Consigne 1: Dans le texte sur How to Fight a War, recopiez tout ce qui va de "Cette recension a" jusqu'à "War (Hurst, 2023, 272 pages)." en remplaçant "recension" par "critique".
Consigne 2: D'après le texte sur How to Fight a War, sur quel triptyque invariant la stratégie doit-elle s'appuyer ?
Consigne 3: Reprenez le texte sur How to Fight a War à la suite de sa dernière phrase et poursuivez-le.

Extrait à lire:
Cette recension a été publiée dans le numéro d’hiver 2023 de Politique étrangère (n° 4/2023). Léo Péria-Peigné, chercheur au Centre des études de sécurité de l’Ifri, propose une analyse de l’ouvrage de Mike Martin, How to Fight a War (Hurst, 2023, 272 pages).

How to Fight a War se veut un manuel pratique à destination d’un décideur militaire, décomposant phase par phase la préparation, la planification et la réalisation d’une opération, tout en détaillant les spécificités liées à chaque milieu. Mike Martin commence par insister sur la nécessité absolue de disposer d’une stratégie réaliste et cohérente, adaptée non aux conflits souhaités mais aux conflits craints. Cette stratégie doit s’appuyer sur un triptyque invariant de buts, de méthodes et de moyens permettant sa concrétisation et, in fine, l’imposition de ses propres objectifs à l’adversaire. Il détaille ensuite le rôle du renseignement, de la logistique, de l’entraînement et du moral : quatre phases préparatoires indispensables à toute opération, quel qu’en soit le milieu. Il s’attarde ensuite brièvement sur ceux-ci, des trois milieux classiques (terre, mer, air) aux plus récents (espace, informationnel et cyber). Un passage est aussi dédié à la spécificité des armes dites « NRBC » (nucléaire, radiologique, biologique et chimique) pour mettre en valeur le rapport souvent ambigu entre leur potentielle efficacité et l’aspect immoral de leur usage. Enfin, le dernier chapitre est consacré à la conduite de l’opération, entre préparation du terrain, phases d’attaque, de défense et de manœuvre.

Données brutes:
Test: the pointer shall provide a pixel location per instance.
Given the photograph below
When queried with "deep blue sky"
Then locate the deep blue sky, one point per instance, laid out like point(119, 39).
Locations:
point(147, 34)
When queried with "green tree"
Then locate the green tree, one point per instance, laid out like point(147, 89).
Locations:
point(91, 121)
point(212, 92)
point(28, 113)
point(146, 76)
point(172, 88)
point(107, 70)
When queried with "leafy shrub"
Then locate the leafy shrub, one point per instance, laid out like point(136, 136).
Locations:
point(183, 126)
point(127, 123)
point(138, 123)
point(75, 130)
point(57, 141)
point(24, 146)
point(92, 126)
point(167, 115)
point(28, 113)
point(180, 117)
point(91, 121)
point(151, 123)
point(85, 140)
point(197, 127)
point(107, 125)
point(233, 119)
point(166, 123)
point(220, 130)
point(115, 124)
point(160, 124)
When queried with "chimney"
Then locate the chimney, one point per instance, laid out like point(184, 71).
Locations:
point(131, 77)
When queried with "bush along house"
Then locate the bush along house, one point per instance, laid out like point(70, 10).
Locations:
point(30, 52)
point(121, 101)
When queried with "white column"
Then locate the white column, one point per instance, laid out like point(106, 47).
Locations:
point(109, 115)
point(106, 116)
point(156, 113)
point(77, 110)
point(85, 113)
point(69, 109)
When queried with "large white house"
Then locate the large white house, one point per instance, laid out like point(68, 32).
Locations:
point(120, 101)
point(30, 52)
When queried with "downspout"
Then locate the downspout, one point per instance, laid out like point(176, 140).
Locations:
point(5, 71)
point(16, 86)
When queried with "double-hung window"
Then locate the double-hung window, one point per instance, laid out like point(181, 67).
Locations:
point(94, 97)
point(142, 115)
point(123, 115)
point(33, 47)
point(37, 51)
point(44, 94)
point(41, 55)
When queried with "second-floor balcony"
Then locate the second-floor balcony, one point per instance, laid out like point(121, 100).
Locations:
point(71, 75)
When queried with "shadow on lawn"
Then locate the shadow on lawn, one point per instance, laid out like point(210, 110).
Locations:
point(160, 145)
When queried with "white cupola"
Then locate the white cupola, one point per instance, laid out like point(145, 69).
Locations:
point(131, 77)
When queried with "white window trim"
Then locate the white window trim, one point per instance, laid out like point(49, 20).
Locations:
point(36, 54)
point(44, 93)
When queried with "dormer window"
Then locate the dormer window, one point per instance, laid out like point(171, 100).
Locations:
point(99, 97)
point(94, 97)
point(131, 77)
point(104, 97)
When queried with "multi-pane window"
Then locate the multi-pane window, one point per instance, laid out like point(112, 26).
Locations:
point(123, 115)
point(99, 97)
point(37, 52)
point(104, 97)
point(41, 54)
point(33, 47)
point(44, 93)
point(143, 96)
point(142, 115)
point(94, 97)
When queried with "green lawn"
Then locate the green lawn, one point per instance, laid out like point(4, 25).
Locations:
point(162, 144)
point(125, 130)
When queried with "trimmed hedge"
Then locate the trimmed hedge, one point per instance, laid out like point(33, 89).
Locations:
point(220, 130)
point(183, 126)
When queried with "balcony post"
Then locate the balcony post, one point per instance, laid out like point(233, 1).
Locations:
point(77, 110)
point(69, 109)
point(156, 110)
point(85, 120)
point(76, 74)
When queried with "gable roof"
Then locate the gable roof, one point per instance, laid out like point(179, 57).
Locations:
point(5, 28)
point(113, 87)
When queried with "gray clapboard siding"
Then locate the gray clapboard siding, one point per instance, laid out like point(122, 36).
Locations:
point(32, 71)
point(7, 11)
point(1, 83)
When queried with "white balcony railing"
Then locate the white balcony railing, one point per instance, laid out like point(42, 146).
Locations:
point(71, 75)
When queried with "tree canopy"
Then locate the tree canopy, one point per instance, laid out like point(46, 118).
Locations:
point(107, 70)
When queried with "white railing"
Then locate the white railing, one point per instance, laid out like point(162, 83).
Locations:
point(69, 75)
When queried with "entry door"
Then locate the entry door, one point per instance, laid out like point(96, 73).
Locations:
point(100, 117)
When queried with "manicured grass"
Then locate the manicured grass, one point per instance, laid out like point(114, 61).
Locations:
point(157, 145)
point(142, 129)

Réponse 1:
Cette critique a été publiée dans le numéro d’hiver 2023 de Politique étrangère (n° 4/2023). Léo Péria-Peigné, chercheur au Centre des études de sécurité de l’Ifri, propose une analyse de l’ouvrage de Mike Martin, How to Fight a War (Hurst, 2023, 272 pages).

Réponse 2: Sur des buts, des méthodes et des moyens.

Réponse 3:
La conclusion insiste sur le fait que la guerre reste jusqu’à aujourd’hui une affaire humaine, et que les questions de morale, de logistique et d’entraînement en sont les invariants – donnée qu’une trop grande confiance en la technologie a pu faire perdre de vue aux décideurs politiques. L’auteur ouvre néanmoins une porte d’avenir en évoquant les progrès de l’Intelligence artificielle, qui pourraient à terme bousculer en profondeur la prééminence de ces invariants et conduire à un changement radical.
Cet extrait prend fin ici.